Required actions:
- a) In the sports blog excerpt, rewrite the paragraph beginning "Today belongs to Burton" as a brief bulleted list that keeps its main facts.
- b) Continue the sports blog excerpt from the point where it stops.

But Johnson's is just one name of many that Leeds fans hear with a shudder. If anyone has a great book inside them, but is struggling to find a subject matter, may I suggest that the Leeds United story, from Peter Ridsdale's 'Living The Dream' period through to Ken Bates' under-the-table re-purchase of the club, awaits it's definitive history.

Sunday, 26 April 2009

One Down, One To Go

Like many people, my footballing allegiances come from, firstly, the place of my birth, and latterly, my recent residence. The fortunes of both teams has meant I have rarely announced these allegiances over the past couple of years. But with something to celebrate today, I can confess ( it is Sunday ) to being a supporter of both Burton Albion and Leeds United.

Today belongs to Burton. They came into their final match with the worst form in the division ( check out Cassini's preview ), and as many feared, they went down to yet another defeat at Torquay, despite taking an early lead. However, as often happens at this time of year, a result elsewhere ( Cambridge ) meant the outcome became irrelevant. The last 10 minutes of the game was less than eventful, with both sides happy to hold the result.

So league football next season in a nice shiny new stadium worthy of Division 2. Sadly, the major element of the club's recent success - one Nigel Clough - has moved on, and the dip in form can be attributed directly to his departure. At least there are now 3 months to forget the recent form and prepare for the next challenge. Dagenham & Redbridge, here we come.

As for Leeds, all fingers are crossed that the division's best player, Jermaine Beckford, can stay fit and card-free for 4 more games. He really is the key to success or failure.

Saturday, 25 April 2009

Knowing When To Stop

I was having a frustrating day by 6.00 this evening, and I'm sure it was my disgruntled attitude which caused me to lay Man Utd at half time, in a push for quick profit. Fortunately, I wasn't too greedy with the seemingly good value 6.0, but the speed of the turnaround still did enough damage to throw away half of my week's profit.

It's a sign of my progress ( mental rather than financial ) that I chose to close down Betfair rather than chase a recovery.

Spent a couple of hours perusing various blog sites, and found the above which I thought I'd share - light relief after a crap session.

Thursday, 23 April 2009

Common Sense v Rules Of The Game

Came across an interesting moment whilst watching the Tommy Robredo v IgorAndreev match in Barcelona.

In the final set, Robredo served out to go 3-2 up, and both players walked back to their chairs and sat down to towel off. Andreev obviously had a ‘hang on a minute’ moment whilst thinking through the game just played, and after 30 seconds or so pointed out to the umpire that he’d only lost three points in the game. After much discussion and shaking of heads, an official ( presumably a scorer ) was called and both players were sent back out to a reset score of 40-15. Whilst the umpire had called game, those involved came up with the sensible answer. Robredo looked suitably aggrieved, and had a squeaky moment at 40-40, but won the game and the match progressed to a satisfactory conclusion.

It struck me how different an outcome was achieved than in the now infamous Watford / Reading clash in September, where referee Stuart Attwell managed to award a goal to Reading when the ball went five yards wide following a corner, on the advice of his linesman.

Information provided:
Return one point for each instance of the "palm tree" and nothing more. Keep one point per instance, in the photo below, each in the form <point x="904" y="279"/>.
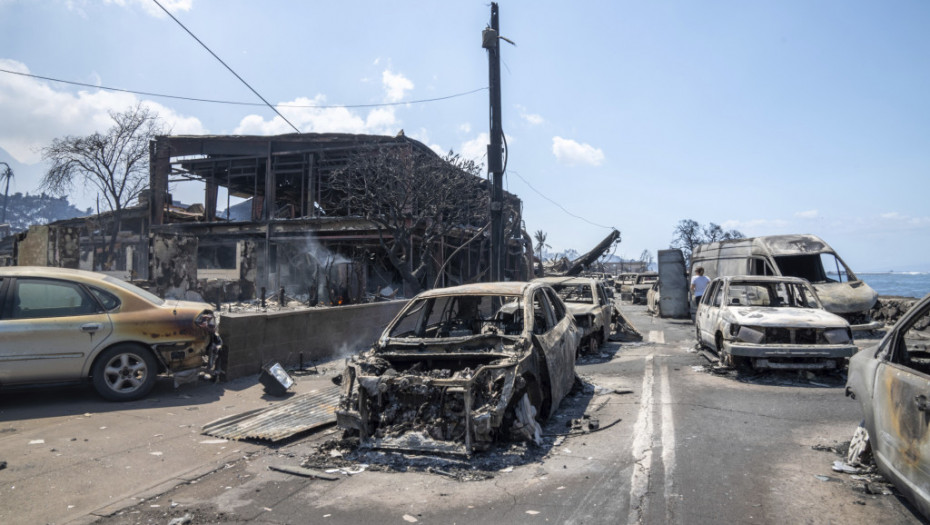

Solved tasks:
- a)
- Burton entered their final match with the worst form in the division.
- Despite taking an early lead, they lost again, away at Torquay.
- A result elsewhere (Cambridge) made Burton's outcome irrelevant.
- The last 10 minutes were uneventful, with both sides content to hold the result.

- b)
Mistakes happen, but in English football the authorities allow no-one any discretion to correct such errors. As the Football League’s CEO stated in the aftermath of the unsurprising rumpus that followed the game – ‘ the referee’s decision is final and binding’.

I have no problem with a binding decision once play has finished, and would hate to see a regular stream of replayed matches following errors, but what about during play? It transpires that the official’s match assessor had instant video evidence of the error. Nearly everyone in the ground apart from the three officials knew it wasn’t a goal. The Watford players spent 5 minutes arguing before the game restarted. Yet, no-one was able to pass information onto the referee to allow him to correct his decision.

Who’s at fault? The football authorities. It is obvious to anyone who regularly watches premiership football that with a couple of exceptions ( Howard Webb being one ), players and managers have little respect for referees or their bosses. Technology is available to help officials, but it isn’t used for fear that referees will be seen to have made mistakes.

Until common sense comes back into fashion, thus it will remain.

Born to Win

It’s 1987, and in Basel, Switzerland Mr & Mrs Federer’s youngest child is about to pick up a tennis racquet for the first time at the age of 7.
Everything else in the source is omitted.